#### What to do:
Pictures excluded, please transcribe exactly the lines from the one with "Give one point for each instance of the black shorts" through the end of the records below, and nothing more.

#### Exercise data:
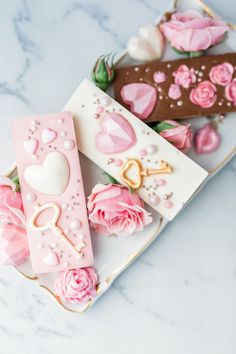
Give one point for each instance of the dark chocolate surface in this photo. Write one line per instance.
(166, 107)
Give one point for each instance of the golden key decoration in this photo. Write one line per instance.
(52, 225)
(141, 172)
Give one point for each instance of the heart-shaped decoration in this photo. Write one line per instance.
(140, 97)
(206, 139)
(48, 135)
(51, 259)
(30, 145)
(51, 177)
(117, 134)
(148, 45)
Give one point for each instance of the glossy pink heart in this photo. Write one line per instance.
(117, 134)
(140, 97)
(206, 140)
(48, 135)
(30, 145)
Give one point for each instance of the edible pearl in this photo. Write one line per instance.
(154, 200)
(143, 152)
(105, 101)
(75, 224)
(69, 144)
(168, 204)
(151, 149)
(118, 162)
(30, 197)
(60, 121)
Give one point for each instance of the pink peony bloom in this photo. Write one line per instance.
(76, 285)
(221, 74)
(230, 91)
(11, 208)
(190, 31)
(14, 248)
(159, 77)
(206, 139)
(174, 92)
(113, 209)
(204, 95)
(180, 135)
(184, 76)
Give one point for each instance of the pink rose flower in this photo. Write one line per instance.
(204, 95)
(221, 74)
(180, 135)
(14, 248)
(76, 285)
(113, 209)
(184, 76)
(206, 140)
(191, 31)
(159, 77)
(11, 208)
(230, 91)
(174, 92)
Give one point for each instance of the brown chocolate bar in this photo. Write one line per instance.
(183, 88)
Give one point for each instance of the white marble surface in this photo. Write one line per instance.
(179, 297)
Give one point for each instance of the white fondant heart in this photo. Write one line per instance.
(30, 145)
(48, 135)
(51, 259)
(148, 45)
(51, 177)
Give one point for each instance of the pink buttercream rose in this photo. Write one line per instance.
(11, 208)
(76, 285)
(113, 209)
(221, 74)
(204, 95)
(174, 92)
(180, 135)
(230, 91)
(159, 77)
(191, 31)
(184, 76)
(14, 248)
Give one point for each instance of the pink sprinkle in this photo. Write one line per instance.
(99, 109)
(168, 204)
(161, 182)
(118, 162)
(143, 152)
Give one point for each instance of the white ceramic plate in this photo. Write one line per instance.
(113, 255)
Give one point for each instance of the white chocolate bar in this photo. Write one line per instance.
(131, 152)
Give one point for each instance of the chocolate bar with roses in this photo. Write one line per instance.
(177, 89)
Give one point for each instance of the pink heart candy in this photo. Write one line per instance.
(117, 134)
(140, 97)
(48, 135)
(206, 140)
(30, 145)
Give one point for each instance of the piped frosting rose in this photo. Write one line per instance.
(191, 31)
(221, 74)
(184, 76)
(204, 95)
(113, 209)
(230, 91)
(76, 285)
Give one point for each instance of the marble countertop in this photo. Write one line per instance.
(179, 296)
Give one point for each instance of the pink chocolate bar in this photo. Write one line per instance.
(52, 192)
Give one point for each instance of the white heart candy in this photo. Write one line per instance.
(48, 135)
(51, 259)
(51, 177)
(148, 45)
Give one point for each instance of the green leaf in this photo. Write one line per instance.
(111, 179)
(162, 126)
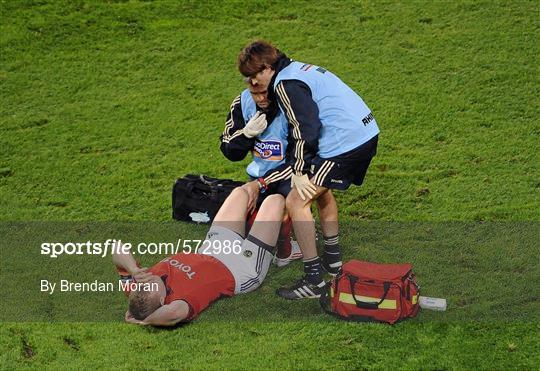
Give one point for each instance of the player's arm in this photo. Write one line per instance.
(123, 259)
(168, 314)
(302, 113)
(234, 144)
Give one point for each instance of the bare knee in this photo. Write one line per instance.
(294, 202)
(238, 192)
(272, 208)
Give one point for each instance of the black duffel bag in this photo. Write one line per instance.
(197, 198)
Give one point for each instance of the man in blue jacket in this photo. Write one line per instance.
(333, 139)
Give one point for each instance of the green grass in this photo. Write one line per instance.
(104, 104)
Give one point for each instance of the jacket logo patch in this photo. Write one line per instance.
(271, 150)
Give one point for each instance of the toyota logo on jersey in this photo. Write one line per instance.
(269, 150)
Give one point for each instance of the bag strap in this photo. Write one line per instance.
(324, 301)
(364, 304)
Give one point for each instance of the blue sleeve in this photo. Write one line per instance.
(234, 144)
(302, 113)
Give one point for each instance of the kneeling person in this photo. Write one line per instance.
(187, 283)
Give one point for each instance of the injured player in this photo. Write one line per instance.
(187, 283)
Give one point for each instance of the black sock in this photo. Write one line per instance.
(313, 270)
(332, 251)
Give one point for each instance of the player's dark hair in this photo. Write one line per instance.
(256, 56)
(142, 304)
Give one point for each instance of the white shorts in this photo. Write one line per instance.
(247, 261)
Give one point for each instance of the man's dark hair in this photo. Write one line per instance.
(143, 303)
(257, 56)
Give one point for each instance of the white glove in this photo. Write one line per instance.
(303, 185)
(255, 125)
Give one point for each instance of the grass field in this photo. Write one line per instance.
(104, 104)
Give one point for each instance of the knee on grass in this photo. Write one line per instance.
(272, 208)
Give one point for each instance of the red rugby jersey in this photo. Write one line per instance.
(197, 279)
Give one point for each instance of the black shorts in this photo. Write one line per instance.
(340, 171)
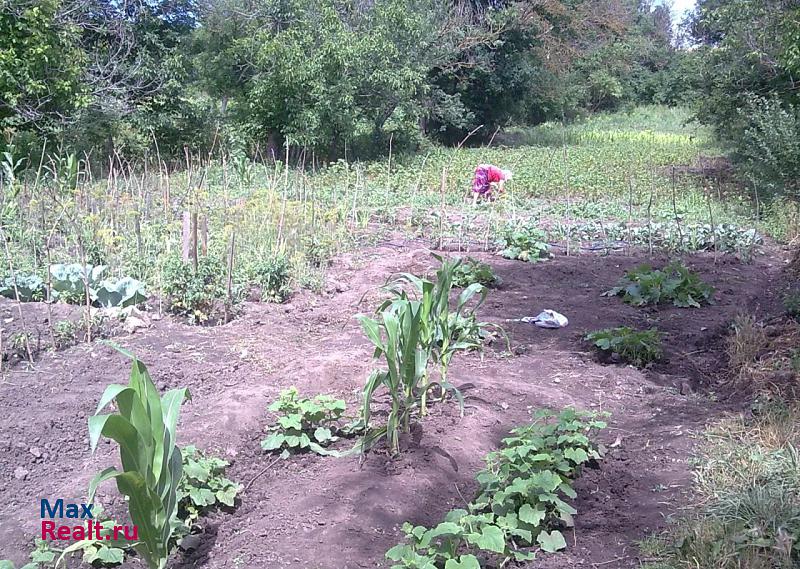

#### Written solution:
Give one point for each instance of the black shorts in this photo. Write one line per instance.
(340, 171)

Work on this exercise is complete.